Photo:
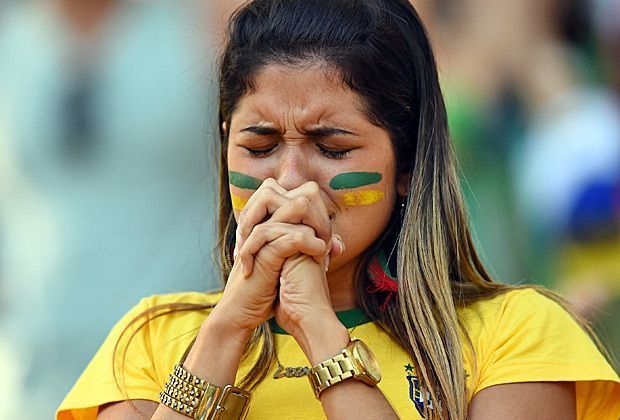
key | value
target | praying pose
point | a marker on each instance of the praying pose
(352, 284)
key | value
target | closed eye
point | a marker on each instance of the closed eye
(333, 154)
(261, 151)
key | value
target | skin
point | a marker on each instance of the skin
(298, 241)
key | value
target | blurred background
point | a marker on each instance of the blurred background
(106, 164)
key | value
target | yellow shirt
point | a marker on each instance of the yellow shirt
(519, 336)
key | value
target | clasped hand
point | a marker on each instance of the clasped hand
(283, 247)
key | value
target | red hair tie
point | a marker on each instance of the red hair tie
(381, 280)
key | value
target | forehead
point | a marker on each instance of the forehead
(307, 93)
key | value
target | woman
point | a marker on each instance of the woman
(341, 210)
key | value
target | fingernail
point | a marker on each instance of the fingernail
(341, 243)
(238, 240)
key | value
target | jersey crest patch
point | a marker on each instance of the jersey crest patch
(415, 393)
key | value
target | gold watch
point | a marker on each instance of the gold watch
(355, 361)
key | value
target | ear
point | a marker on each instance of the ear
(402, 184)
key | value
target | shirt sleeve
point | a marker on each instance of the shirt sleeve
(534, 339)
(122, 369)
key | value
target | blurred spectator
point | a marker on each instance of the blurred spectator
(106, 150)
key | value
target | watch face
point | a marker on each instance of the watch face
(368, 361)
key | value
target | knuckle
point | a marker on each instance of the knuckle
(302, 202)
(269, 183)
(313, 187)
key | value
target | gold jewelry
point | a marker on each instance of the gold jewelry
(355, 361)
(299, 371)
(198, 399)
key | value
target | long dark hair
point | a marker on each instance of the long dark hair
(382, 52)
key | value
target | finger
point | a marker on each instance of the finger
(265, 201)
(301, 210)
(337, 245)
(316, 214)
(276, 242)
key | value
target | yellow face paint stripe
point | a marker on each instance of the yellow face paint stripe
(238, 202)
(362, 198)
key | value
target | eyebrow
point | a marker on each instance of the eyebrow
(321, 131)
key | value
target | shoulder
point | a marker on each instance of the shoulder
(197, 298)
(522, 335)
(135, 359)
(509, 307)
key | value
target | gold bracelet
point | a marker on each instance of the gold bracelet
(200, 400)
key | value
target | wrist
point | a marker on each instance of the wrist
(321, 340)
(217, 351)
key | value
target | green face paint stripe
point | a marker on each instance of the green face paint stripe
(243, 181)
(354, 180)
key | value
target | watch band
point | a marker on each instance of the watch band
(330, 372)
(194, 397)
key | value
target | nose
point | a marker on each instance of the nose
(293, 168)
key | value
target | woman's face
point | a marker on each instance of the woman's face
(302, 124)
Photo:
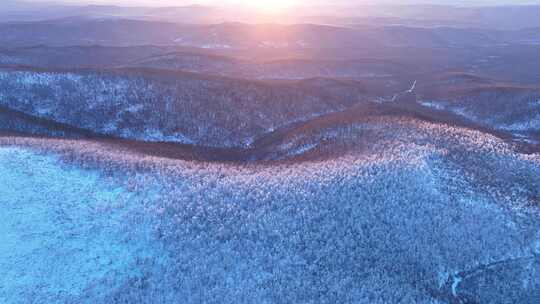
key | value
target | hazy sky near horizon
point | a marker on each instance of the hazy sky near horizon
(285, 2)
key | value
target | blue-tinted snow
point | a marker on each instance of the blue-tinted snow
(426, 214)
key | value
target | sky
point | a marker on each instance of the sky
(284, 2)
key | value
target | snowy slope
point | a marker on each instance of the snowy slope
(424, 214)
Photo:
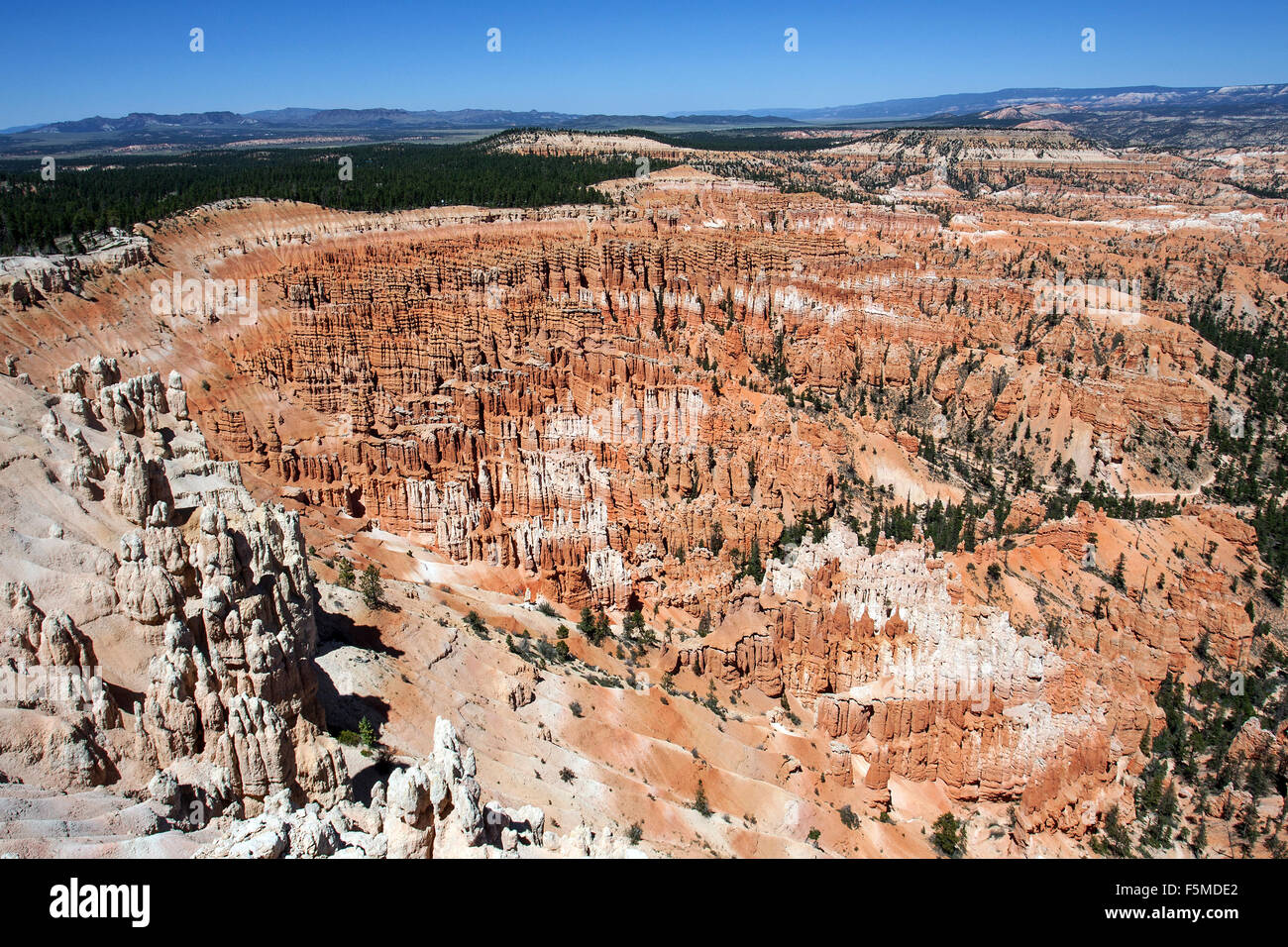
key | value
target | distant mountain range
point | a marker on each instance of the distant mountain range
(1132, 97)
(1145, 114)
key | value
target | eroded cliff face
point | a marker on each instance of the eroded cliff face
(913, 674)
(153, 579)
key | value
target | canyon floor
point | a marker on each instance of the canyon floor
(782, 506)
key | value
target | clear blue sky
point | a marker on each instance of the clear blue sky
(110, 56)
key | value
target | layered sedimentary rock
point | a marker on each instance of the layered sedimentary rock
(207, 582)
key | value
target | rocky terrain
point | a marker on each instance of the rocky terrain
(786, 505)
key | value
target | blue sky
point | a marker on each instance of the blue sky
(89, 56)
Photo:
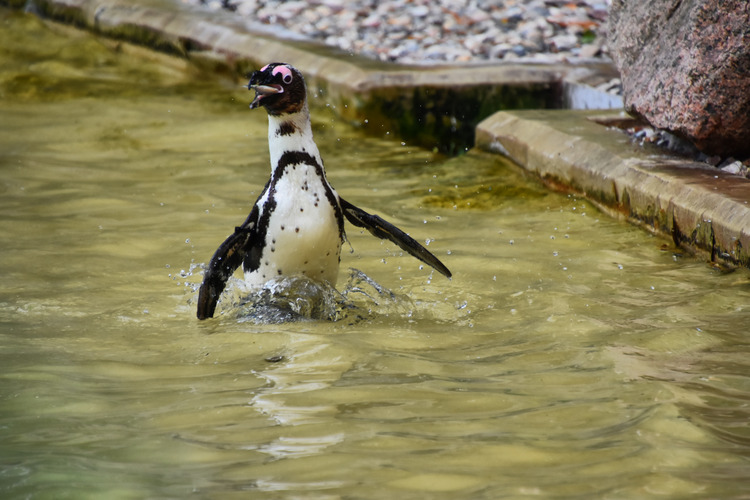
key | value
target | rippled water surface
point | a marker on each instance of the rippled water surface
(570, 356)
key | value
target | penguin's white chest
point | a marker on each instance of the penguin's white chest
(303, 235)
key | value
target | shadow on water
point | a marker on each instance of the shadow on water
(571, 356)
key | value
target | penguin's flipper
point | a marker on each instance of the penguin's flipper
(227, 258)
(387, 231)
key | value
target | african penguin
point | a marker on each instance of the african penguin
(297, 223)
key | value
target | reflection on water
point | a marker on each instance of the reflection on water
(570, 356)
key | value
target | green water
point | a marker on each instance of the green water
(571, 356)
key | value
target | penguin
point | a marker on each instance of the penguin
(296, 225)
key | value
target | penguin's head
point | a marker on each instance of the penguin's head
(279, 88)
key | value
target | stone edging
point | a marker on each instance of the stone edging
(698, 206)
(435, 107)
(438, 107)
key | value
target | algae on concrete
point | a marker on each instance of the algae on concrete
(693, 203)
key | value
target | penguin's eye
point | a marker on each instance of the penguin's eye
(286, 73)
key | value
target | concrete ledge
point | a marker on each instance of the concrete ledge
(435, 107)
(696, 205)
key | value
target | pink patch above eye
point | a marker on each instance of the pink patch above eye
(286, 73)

_ _ _ _

(Problem requirements): Nothing but the records themselves, exact and complete, should be returned; leave the pictures out.

(Response to this exercise):
Photo:
key | value
target | praying pose
point | a marker on each instance of the praying pose
(352, 284)
key | value
target | closed eye
point | a marker on each instance of the closed eye
(333, 154)
(261, 151)
key | value
target | skin
point | a marker on each instance of the skin
(298, 241)
key | value
target | blurred background
point | a marker on each instance of the blurred background
(106, 164)
key | value
target | yellow shirt
point | a marker on each instance of the yellow shirt
(519, 336)
key | value
target | clasped hand
point | a marker on each instance of the clasped hand
(283, 247)
key | value
target | red hair tie
point | a marker on each instance of the red hair tie
(381, 280)
key | value
target | forehead
point | a marker on each instance of the forehead
(307, 93)
key | value
target | woman
point | a marker on each instance of the woman
(341, 210)
key | value
target | fingernail
point | a marker on each instance of the fingernail
(341, 243)
(238, 240)
key | value
target | jersey crest patch
point | a marker on each instance of the jersey crest patch
(415, 393)
key | value
target | gold watch
point | a marker on each instance of the gold watch
(355, 361)
key | value
target | ear
point | a marker on each instance of the ear
(402, 184)
key | value
target | shirt sleeve
point | a marker on each instance of the shirt sleeve
(534, 339)
(122, 369)
key | value
target | blurred spectator
point | a marker on each instance of the blurred spectator
(106, 150)
key | value
target | watch face
point | a marker on each instance of the watch face
(368, 361)
key | value
target | knuckle
point | a marker on each instance of the knuckle
(302, 202)
(269, 183)
(313, 187)
key | value
target | gold jewelry
point | a marker on each instance of the gold jewelry
(355, 361)
(299, 371)
(198, 399)
key | value
target | long dark hair
point | a marker on each instance of the long dark hair
(382, 52)
key | value
target | finger
point | a marker on each instance of the finger
(265, 201)
(301, 210)
(337, 245)
(316, 214)
(276, 242)
key | value
target | yellow face paint stripe
point | a marker on each instance of the yellow face paint stripe
(238, 202)
(362, 198)
key | value
target | eyebrow
point | a marker on each instance of the eyebrow
(321, 131)
key | value
target | shoulder
point | a marker on each instance of the shoulder
(197, 298)
(522, 335)
(135, 359)
(509, 307)
key | value
target | gold bracelet
point | a marker on each instance of the gold bracelet
(200, 400)
key | value
target | wrist
point | a marker on each instance of the wrist
(321, 340)
(217, 351)
key | value
target | green face paint stripe
point | a marker on each instance of the green face paint stripe
(243, 181)
(354, 180)
key | value
target | watch band
point | a marker on each instance of the watch band
(330, 372)
(194, 397)
key | value
target | nose
point | a marker on each instance of the nose
(293, 168)
key | value
target | woman's face
point | a marker on each instance of the woman's face
(302, 124)
Photo:
key | value
target | hazy sky near horizon
point | a marker on each instance of the hazy sky near horizon
(285, 2)
key | value
target | blue-tinted snow
point | a marker on each instance of the blue-tinted snow
(426, 214)
key | value
target | sky
point | a marker on each instance of the sky
(284, 2)
key | value
target | snowy slope
point | a marker on each instance of the snowy slope
(424, 214)
Photo:
key | value
target | distant mountain range
point | a marker on each instance of the distant mountain range
(1132, 97)
(1145, 114)
key | value
target | eroded cliff face
point | a marker on each instance of the eroded cliff face
(913, 674)
(153, 579)
key | value
target | canyon floor
point | a marker on each instance of the canyon floor
(782, 506)
key | value
target | clear blue sky
point | a marker on each instance of the clear blue sky
(110, 56)
key | value
target | layered sedimentary rock
point | a marker on each instance of the layered sedimentary rock
(207, 582)
key | value
target | rocky terrain
point | a marker on each instance of the rocky terrain
(786, 505)
key | value
target | blue sky
point | a marker on each instance of the blue sky
(89, 56)
Photo:
key | value
target | rippled water surface
point | a marker on each instance of the rippled water surface
(570, 356)
key | value
target | penguin's white chest
point | a marker on each instance of the penguin's white chest
(303, 235)
key | value
target | shadow on water
point | a marker on each instance of the shadow on water
(571, 356)
key | value
target | penguin's flipper
point | a marker on each instance of the penguin's flipper
(227, 258)
(387, 231)
key | value
target | african penguin
point | a marker on each instance of the african penguin
(297, 223)
key | value
target | reflection on water
point | a marker on each instance of the reflection on water
(570, 356)
key | value
target | green water
point | a marker on each instance of the green water
(571, 356)
key | value
target | penguin
point | a marker on each instance of the penguin
(296, 225)
key | value
target | penguin's head
point | a marker on each instance of the penguin's head
(279, 88)
key | value
target | stone edging
point | a marker on each instance of the stone edging
(698, 206)
(435, 107)
(438, 107)
key | value
target | algae on concrete
point | a marker on each instance of the algae on concrete
(693, 203)
key | value
target | penguin's eye
point | a marker on each instance of the penguin's eye
(286, 73)
key | value
target | concrete ledge
point | a marker on each instance of the concrete ledge
(435, 107)
(696, 205)
key | value
target | pink patch above eye
point | a marker on each instance of the pink patch above eye
(286, 73)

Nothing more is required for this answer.